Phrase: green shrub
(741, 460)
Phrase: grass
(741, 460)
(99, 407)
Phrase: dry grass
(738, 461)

PROMPT — Transcribe the full listing exactly, keeping every word as it is.

EXERCISE SOLUTION —
Phrase: green shrub
(741, 460)
Phrase: grass
(741, 460)
(99, 407)
Phrase: dry grass
(738, 461)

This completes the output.